--- SELECTED EXTRACT Enclosed Below ---

Women Who Kill: Profiles of Female Serial Killers
Page 14
Rose immediately made a fuss of the children and they responded as they’d had little attention in their lives. Fred, who had probably been planning this since setting eyes on the lonely, big-busted teenager, turned to her and suggested she’d make an ideal daytime babysitter. He’d pay her the same money that she was getting at the bread shop and she could tell her father that she was still working there.
So fifteen-year-old Rose now made her covert way to the caravan every morning; a child looking after children. At first it was fun playing at house, and she got to escape from the little girls in the evenings. Then her controlling father found out…
Determined to keep her from Fred (some criminologists believe that Bill had been having sex with his daughter since she turned thirteen) he put her in care. Whilst she was there she didn’t have a single visitor. During her three months in this home for troubled teenagers she sneaked out a few times to see Fred. She would write him a letter that said ‘we are two people, not two soft chairs to be sat on.’ And relatives would indeed watch her softness, her vulnerability, leach out of her over the years.
A defiant pregnancy
As soon as Rose left care at sixteen she went to Fred and got pregnant by him. It was her only means of ensuing that he’d have to stay in her life. After all, he’d been having sex with almost every young woman he encountered at work or who babysat for his children. She possibly thought it would also make her father accept him and accept that she was no longer a child. By now her parents were reconciled and the verbal and physical violence in the household had started up again.
But Bill Letts didn’t accept the news of his impending first grandchild - instead he said that Rose could only stay if she had an abortion, and booked her into an abortion clinic without her permission. Rose would tell her children many years later that at this stage her father also gave her the beating of her life. The teenager turned to her mother for support but Daisy was too angry to even talk to her. Rose was, as usual, emotionally alone.

--- End of Enclosed SELECTED EXTRACT ---
--- DATA EXTRACTS Enclosed Below ---

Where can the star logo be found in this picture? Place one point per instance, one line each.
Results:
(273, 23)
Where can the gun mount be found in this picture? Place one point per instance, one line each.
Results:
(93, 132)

--- End of Enclosed DATA EXTRACTS ---

REQUIRED ACTIONS:
[1] In the excerpt about Rose and Fred, how long did Rose stay in the home for troubled teenagers?
[2] Extend the excerpt about Rose and Fred from the point where it stops.
The data are separate from the excerpt about Rose and Fred.

SOLVED PROBLEMS:
[1] Three months.

[2]
Despite this ultimate cruel rejection, Rose felt happy as she left her parents house - freedom was hers at last, as was sudden adulthood. The crying child and abandoned teenager was about to become a stepmother of two and a birth mother of one. She would also start on the journey that would make her one of the most prolific and cruel female serial killers in British history…
Rose moves in with Fred
Without a friend in the world, Rose now went to Fred and he rented them a single room in Cheltenham. The place was dirty as he kept all his oily tools there. There were also clothes and food scraps littering the floor. They were two semi-literate people living with two neglected children, so it was hardly Romeo and Juliet but romance-craving Rose convinced herself that it was perfect.
Her contentment increased when he found them a flat in Gloucester, at 25 Midland Road. That October she gave birth to their first daughter, Heather. The couple would tell each other that she was a child of love and Rose would promise to love Fred for as long as she lived.
Their physical love - at the start - was very good as Fred was into heavy sadomasochism and Rose was more than willing to flog him for his sexual pleasure. She also enjoyed being beaten - and would later ask her female lovers to treat her equally aggressively. Meanwhile, Fred imbued the relationship with a special quality that went beyond the sexual, saying that they could virtually read each others minds. (Something that Judith Neelley and her husband, profiled earlier, also believed.)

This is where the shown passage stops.